## TASK 1
Reproduce the following lines from the records without alteration. Begin at the line that contains "Drone-based agricultural survey in progress. Pinpoint goal net" and stop after the line that contains "[0,162,577,798]".

## TEXT
---*---

Please help me understand how programs are layered

Dotan Cohen dotancohen at gmail.com
Wed Oct 4 01:58:07 UTC 2006


On 04/10/06, Dariusz J. Garbowski <thuforuk at yahoo.co.uk> wrote:
> On 10/03/2006 11:01 PM, Dotan Cohen wrote:
> > On 03/10/06, Dariusz J. Garbowski <thuforuk at yahoo.co.uk> wrote:
> >> On 10/03/2006 08:00 PM, Dotan Cohen wrote:
> >>
> >>> Thanks for the info. Nothing I've been able to google has explained
> >>> this very well, for non-developers like myself.
> >> Hope this helps :-)
> >>
> >
> > That does help, thanks. I now understand that a program like F-Spot,
> > which is a "gnome app" must have gnome installed and will not run on a
> > KDE-only system. So, if I want to lean out my system, I must find a
> > KDE replacement for F-Spot.
> >
> > Tell me, does having Gnome stuff running in the background slow down
> > KDE?
>
> Yes and no. Not by itself, but yes by resource consumption, e.g. memory
> (like you mention below).

---*---

## ENTRIES SUPPLIED
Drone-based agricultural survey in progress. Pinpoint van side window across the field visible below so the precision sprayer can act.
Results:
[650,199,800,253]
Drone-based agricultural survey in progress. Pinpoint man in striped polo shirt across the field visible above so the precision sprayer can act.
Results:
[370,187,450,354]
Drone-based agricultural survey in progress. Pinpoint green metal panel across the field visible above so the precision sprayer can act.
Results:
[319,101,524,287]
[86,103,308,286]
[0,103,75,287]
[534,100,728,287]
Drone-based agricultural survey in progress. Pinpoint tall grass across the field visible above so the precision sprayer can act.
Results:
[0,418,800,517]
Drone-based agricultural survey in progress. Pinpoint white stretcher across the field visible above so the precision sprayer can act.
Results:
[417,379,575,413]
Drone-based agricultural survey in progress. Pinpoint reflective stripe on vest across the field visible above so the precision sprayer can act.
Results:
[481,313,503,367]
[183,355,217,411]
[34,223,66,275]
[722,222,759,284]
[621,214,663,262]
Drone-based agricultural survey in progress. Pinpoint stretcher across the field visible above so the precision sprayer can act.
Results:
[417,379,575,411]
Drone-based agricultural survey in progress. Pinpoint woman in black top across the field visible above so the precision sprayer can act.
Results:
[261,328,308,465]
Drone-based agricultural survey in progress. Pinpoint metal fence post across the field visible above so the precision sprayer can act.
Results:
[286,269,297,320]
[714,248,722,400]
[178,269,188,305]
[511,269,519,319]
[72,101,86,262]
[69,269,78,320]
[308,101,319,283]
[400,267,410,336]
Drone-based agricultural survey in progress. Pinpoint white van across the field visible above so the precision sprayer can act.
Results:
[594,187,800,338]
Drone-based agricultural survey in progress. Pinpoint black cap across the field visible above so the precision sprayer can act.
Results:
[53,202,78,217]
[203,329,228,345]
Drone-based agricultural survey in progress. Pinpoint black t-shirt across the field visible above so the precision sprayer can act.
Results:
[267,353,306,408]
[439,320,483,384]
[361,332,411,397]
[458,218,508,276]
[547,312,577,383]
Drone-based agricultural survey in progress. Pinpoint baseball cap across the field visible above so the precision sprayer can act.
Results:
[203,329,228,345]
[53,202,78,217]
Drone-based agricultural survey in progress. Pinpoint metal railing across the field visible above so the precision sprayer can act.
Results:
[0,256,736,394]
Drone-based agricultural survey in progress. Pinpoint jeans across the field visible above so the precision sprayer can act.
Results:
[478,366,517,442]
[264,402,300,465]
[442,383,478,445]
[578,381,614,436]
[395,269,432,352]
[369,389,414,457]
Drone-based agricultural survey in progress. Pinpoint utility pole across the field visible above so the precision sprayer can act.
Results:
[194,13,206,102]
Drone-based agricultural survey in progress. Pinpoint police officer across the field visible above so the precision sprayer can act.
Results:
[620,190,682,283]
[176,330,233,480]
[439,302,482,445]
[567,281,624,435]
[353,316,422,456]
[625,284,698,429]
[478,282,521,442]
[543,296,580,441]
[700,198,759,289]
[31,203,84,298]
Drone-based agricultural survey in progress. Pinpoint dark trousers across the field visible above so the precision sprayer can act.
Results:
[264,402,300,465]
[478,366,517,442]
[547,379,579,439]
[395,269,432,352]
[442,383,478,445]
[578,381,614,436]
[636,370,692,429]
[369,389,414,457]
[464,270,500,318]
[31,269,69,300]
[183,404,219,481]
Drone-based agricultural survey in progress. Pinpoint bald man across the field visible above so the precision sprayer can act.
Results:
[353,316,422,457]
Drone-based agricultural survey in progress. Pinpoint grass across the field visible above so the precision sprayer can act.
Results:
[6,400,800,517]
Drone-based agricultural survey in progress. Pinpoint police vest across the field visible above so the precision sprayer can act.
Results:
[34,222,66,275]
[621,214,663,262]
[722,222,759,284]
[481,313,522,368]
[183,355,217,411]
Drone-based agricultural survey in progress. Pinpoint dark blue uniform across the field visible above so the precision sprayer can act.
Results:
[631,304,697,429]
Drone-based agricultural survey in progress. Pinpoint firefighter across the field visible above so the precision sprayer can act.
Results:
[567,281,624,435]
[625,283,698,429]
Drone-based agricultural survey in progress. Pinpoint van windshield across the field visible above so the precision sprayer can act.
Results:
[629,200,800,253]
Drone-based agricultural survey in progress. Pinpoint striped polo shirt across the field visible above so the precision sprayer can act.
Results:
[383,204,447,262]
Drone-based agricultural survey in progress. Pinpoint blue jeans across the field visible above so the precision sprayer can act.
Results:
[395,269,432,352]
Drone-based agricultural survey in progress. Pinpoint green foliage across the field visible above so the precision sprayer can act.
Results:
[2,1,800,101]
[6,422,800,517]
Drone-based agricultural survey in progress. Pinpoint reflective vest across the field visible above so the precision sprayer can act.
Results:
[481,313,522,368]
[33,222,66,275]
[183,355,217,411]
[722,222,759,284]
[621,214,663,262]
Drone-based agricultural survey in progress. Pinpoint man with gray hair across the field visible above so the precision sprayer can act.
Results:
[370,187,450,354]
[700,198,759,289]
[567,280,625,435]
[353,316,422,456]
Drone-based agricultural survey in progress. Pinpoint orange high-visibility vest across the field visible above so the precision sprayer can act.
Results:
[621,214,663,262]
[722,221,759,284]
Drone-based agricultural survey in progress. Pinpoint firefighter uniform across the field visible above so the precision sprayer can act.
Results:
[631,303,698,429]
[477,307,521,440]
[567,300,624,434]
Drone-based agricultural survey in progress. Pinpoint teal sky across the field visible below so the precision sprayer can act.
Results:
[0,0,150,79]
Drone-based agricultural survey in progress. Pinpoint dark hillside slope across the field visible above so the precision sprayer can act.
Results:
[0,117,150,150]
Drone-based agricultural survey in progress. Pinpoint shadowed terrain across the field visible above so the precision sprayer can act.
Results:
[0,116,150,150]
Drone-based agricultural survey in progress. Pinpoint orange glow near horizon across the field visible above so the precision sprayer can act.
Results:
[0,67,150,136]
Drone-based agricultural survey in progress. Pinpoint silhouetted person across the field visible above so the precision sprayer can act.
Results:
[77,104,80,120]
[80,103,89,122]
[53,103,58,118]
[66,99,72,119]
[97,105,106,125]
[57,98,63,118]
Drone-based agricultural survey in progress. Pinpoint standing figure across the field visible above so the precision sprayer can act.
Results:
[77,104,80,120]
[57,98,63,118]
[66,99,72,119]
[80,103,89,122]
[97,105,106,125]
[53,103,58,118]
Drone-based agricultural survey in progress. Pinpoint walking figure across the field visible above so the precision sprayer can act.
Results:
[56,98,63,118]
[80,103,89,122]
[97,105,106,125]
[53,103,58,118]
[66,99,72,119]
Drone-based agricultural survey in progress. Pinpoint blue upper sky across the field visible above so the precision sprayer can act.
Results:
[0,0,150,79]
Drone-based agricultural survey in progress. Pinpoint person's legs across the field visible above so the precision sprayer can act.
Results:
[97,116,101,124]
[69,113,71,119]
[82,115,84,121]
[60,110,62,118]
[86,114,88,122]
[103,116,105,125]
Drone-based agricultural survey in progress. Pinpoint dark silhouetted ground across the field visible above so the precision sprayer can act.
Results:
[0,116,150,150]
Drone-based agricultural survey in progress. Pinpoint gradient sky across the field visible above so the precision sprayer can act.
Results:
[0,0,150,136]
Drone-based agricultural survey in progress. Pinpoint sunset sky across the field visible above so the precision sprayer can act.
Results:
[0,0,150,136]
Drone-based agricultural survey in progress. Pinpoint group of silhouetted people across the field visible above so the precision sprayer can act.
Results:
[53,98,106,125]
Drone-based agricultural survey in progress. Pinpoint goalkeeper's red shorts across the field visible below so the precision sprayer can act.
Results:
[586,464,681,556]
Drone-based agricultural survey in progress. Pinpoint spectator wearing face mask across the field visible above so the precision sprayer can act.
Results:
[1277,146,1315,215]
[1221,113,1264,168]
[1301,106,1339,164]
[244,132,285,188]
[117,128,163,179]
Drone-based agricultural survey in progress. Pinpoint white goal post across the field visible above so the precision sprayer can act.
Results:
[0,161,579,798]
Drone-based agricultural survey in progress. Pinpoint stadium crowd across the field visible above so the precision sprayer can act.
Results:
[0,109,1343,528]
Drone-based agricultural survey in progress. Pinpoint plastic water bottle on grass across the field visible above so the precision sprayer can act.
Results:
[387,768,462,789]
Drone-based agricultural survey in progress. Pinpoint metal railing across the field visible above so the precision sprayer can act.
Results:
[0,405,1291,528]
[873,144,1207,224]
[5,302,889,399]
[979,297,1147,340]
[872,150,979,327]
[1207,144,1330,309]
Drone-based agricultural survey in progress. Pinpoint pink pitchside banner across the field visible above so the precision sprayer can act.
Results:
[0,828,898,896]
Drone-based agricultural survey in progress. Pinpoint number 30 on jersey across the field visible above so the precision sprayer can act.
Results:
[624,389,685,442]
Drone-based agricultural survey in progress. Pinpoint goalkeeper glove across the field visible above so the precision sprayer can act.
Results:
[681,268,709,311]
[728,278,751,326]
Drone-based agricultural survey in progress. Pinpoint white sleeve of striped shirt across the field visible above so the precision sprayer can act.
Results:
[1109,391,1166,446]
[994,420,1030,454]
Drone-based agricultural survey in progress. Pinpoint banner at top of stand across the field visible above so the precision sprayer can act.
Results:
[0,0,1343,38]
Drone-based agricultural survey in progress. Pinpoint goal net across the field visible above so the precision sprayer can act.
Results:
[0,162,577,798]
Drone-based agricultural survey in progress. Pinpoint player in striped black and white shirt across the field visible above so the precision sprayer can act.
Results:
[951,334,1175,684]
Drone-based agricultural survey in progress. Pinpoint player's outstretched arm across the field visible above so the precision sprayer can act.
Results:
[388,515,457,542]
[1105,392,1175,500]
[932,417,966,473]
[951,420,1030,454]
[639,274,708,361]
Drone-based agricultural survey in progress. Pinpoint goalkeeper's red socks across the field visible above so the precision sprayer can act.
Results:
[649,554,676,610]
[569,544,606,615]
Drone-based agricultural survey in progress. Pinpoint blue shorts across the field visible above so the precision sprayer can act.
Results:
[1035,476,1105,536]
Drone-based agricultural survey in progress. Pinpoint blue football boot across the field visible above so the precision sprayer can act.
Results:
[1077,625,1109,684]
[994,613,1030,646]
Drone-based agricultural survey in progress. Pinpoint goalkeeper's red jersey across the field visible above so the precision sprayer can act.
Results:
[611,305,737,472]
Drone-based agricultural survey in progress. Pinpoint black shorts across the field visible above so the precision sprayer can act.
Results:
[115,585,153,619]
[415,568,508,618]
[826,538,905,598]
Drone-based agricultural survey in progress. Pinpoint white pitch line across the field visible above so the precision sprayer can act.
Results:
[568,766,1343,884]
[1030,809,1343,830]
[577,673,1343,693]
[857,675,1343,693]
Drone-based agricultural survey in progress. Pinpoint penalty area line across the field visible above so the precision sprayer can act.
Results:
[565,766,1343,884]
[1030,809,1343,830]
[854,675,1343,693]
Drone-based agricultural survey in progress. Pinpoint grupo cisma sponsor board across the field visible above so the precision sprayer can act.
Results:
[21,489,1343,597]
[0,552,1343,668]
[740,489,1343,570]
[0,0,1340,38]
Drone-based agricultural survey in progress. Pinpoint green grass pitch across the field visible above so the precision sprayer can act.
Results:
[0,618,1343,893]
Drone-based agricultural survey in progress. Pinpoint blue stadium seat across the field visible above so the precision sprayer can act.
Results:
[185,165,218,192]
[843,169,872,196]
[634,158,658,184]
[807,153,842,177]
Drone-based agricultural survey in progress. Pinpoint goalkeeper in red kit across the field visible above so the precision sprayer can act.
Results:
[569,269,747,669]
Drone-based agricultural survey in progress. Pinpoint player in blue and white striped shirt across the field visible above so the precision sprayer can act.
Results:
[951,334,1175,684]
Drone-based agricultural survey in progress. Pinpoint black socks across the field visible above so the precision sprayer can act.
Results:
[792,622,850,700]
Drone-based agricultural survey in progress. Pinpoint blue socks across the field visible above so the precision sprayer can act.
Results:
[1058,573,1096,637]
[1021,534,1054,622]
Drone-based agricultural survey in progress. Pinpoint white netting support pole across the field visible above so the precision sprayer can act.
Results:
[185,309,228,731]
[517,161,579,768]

---*---

## TASK 2
Reproduce the passage of the message that begins at the words "Dotan Cohen dotancohen" and ends after the words "this helps :-)", replacing "google" with "search".

## EXPECTED ANSWER 1
Drone-based agricultural survey in progress. Pinpoint goal net across the field visible above so the precision sprayer can act.
Results:
[0,162,577,798]

## EXPECTED ANSWER 2
Dotan Cohen dotancohen at gmail.com
Wed Oct 4 01:58:07 UTC 2006


On 04/10/06, Dariusz J. Garbowski <thuforuk at yahoo.co.uk> wrote:
> On 10/03/2006 11:01 PM, Dotan Cohen wrote:
> > On 03/10/06, Dariusz J. Garbowski <thuforuk at yahoo.co.uk> wrote:
> >> On 10/03/2006 08:00 PM, Dotan Cohen wrote:
> >>
> >>> Thanks for the info. Nothing I've been able to search has explained
> >>> this very well, for non-developers like myself.
> >> Hope this helps :-)